→ **GIVEN INSTRUCTION 1**
Reproduce the entries from the line containing "Warehouse pick-planner input: mark the red" through the last line of the entries, inclusive, with the requests kept as they are and 137 added to each x and y coordinate in the answers.

→ **PASSAGE**
● ● ● ● ● ● ●

The public morals and the tranquillity of the city were also attended to. A limit was set to the expenses of plays and public shows, and to the salaries of the players, to whom the senators and knights were forbidden to show marks of respect, by visiting them or attending them in public. Profligacy had become so bold and shameless, that ladies were known to have entered themselves in the list of professed courtesans in order to escape the penalties of the law, and young men of family to have voluntarily submitted to the mark of infamy in order to appear with safety on the stage or the arena; both these infamous classes were now subjected to the penalty of exile. Astrologers and fortune-tellers were expelled the city; the rites and ceremonies of the Egyptian and Judaic religions were suppressed. Guards were placed throughout Italy to prevent highway robbery; and those refuges of villainy of all kinds, the sanctuaries, were regulated in Greece and Asia.

● ● ● ● ● ● ●

→ **AVAILABLE DATA**
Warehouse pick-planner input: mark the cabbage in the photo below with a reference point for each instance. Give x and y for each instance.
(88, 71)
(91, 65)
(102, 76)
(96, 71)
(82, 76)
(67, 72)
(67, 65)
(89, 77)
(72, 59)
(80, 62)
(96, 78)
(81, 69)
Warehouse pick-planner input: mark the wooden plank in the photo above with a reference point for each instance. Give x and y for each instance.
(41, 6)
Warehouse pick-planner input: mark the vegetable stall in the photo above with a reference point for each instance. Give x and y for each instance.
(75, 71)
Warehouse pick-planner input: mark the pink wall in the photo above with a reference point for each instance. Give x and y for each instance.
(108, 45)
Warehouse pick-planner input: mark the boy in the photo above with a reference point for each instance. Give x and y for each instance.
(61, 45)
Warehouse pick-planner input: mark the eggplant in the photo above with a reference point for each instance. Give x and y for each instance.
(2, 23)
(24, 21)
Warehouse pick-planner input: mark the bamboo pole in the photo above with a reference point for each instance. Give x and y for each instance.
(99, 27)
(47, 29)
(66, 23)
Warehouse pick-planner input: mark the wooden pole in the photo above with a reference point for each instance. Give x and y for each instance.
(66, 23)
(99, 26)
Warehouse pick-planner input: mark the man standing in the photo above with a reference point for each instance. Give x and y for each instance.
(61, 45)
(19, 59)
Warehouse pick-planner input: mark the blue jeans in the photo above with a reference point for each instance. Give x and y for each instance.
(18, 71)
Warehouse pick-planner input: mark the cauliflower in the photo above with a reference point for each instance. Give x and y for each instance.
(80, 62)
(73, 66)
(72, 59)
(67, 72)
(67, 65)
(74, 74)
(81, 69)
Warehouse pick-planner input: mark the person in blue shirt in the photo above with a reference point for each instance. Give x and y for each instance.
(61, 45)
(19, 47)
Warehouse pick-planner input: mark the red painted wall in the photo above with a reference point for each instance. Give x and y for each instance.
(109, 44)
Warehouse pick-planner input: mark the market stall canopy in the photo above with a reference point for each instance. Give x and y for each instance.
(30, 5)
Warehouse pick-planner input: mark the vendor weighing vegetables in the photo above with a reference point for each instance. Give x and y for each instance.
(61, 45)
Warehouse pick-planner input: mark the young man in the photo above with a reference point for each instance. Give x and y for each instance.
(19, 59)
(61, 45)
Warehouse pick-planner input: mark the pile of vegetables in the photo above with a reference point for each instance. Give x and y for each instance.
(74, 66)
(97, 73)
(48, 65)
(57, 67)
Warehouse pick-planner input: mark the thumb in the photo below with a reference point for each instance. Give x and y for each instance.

● ● ● ● ● ● ●

→ **GIVEN INSTRUCTION 2**
According to the passage on public morals, what was placed throughout Italy to prevent highway robbery?

→ **REPLY 1**
Warehouse pick-planner input: mark the red painted wall in the photo above with a reference point for each instance. Give x and y for each instance.
(246, 181)
Warehouse pick-planner input: mark the market stall canopy in the photo above with a reference point for each instance. Give x and y for each instance.
(167, 142)
Warehouse pick-planner input: mark the vendor weighing vegetables in the photo above with a reference point for each instance. Give x and y for each instance.
(198, 182)
Warehouse pick-planner input: mark the young man in the photo above with a reference point for each instance. Give x and y for each instance.
(156, 196)
(198, 182)
Warehouse pick-planner input: mark the pile of vegetables in the photo above with a reference point for each instance. Give x and y for each instance.
(211, 203)
(234, 210)
(185, 202)
(194, 204)
Warehouse pick-planner input: mark the thumb in the photo below with a reference point for each instance. Give x and y for each instance.

→ **REPLY 2**
Guards were placed throughout Italy.